-- Objectifs --
- a) Résumez en deux phrases le texte sur la résilience des groupes.
- b) Extrayez du texte sur la résilience des groupes le passage qui commence par « Il s’agit donc » et se termine par « résilience des groupes. ».

-- Extrait du document --
- Quelle résilience pour le collectif ?
Similairement à l’imprécision sémantique du concept de résilience individuelle1, la question de la résilience des collectifs organisés se pose en termes de nature : processus ou trait2. Dans les deux cas, elle oblige à se pencher sur les mécanismes qui la rendent possible. Si l’idée de résilience des groupes peut être métaphoriquement appréhendée, les conditions de sa réalisation sont plus difficiles à cerner. Faire cet effort oblige à comprendre la ou les lois de la vie des groupes, la résilience ne pouvant pas être considérée comme un état atteint, ce que sont la résistance et la récupération, mais comme une dynamique permanente dont les règles sont à dégager. Quelles sont donc ces règles de la dynamique « résiliente » psychosociale ?
La résilience du petit groupe, sa capacité à se réarticuler psychosocialement par ses propriétés propres, peut s’opérer par les mécanismes de la confiance, phénomène subjectif assis sur des données objectives, ou du moins objectivables qu’il cible. La confiance sollicite en effet à la fois l’individu et le groupe, et n’existe que par sa réciprocité et sa mutualisation. Il n’y a donc de résilience que parce qu’il y a échange continu de confiance. Parce qu’il existe des canaux de confiance. Cette confiance génère un caractère propre au groupe, une cohésion, qui lui permet, par extension, d’être en relation avec d’autres collectifs et de se voir renforcé, aidé, dans ses processus de résilience.
Il s’agit donc de partir des phénomènes de confiance propres au groupe dans une organisation militaire marquée à la fois par la relation horizontale de camaraderie entre pairs et celle verticale de subordination hiérarchique. Les dynamiques générées ont des conséquences sur l’individu lui-même et sur sa confiance en soi. Cette réciprocité intra-individuelle propre à la confiance passe par la reconnaissance de ses motions internes, ses sentiments, conscience objectivée de ses variations propres. À ce niveau, la confiance est un sentiment fondé sur l’estime de soi, sur l’appréhension claire de sa valeur. Elle permet de se poser dans un collectif toujours plus large quantitativement en ressources et qualitativement en valeurs partagées, de tisser des liens de confiance toujours plus interdépendants constituant une structure autant interne qu’externe propice à la résilience des groupes.

-- Contenu des données --

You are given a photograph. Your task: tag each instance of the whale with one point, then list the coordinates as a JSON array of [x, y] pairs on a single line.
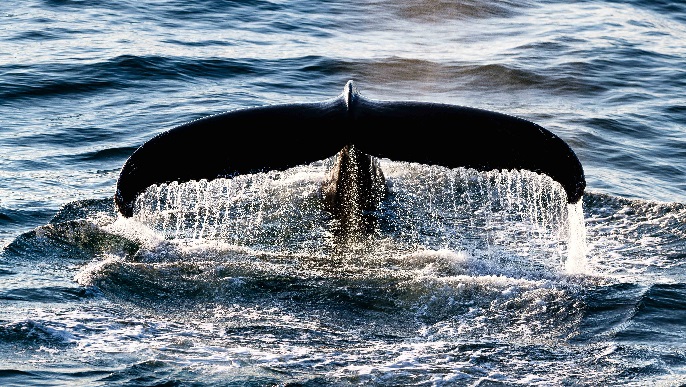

-- Résultats --
- a) La résilience d'un petit groupe n'est pas un état atteint mais une dynamique permanente, qui peut reposer sur un échange continu de confiance entre l'individu et le groupe. Dans une organisation militaire marquée par la camaraderie entre pairs et la subordination hiérarchique, cette confiance, fondée aussi sur l'estime de soi, tisse des liens de plus en plus interdépendants propices à la résilience des groupes.

- b)
Il s’agit donc de partir des phénomènes de confiance propres au groupe dans une organisation militaire marquée à la fois par la relation horizontale de camaraderie entre pairs et celle verticale de subordination hiérarchique. Les dynamiques générées ont des conséquences sur l’individu lui-même et sur sa confiance en soi. Cette réciprocité intra-individuelle propre à la confiance passe par la reconnaissance de ses motions internes, ses sentiments, conscience objectivée de ses variations propres. À ce niveau, la confiance est un sentiment fondé sur l’estime de soi, sur l’appréhension claire de sa valeur. Elle permet de se poser dans un collectif toujours plus large quantitativement en ressources et qualitativement en valeurs partagées, de tisser des liens de confiance toujours plus interdépendants constituant une structure autant interne qu’externe propice à la résilience des groupes.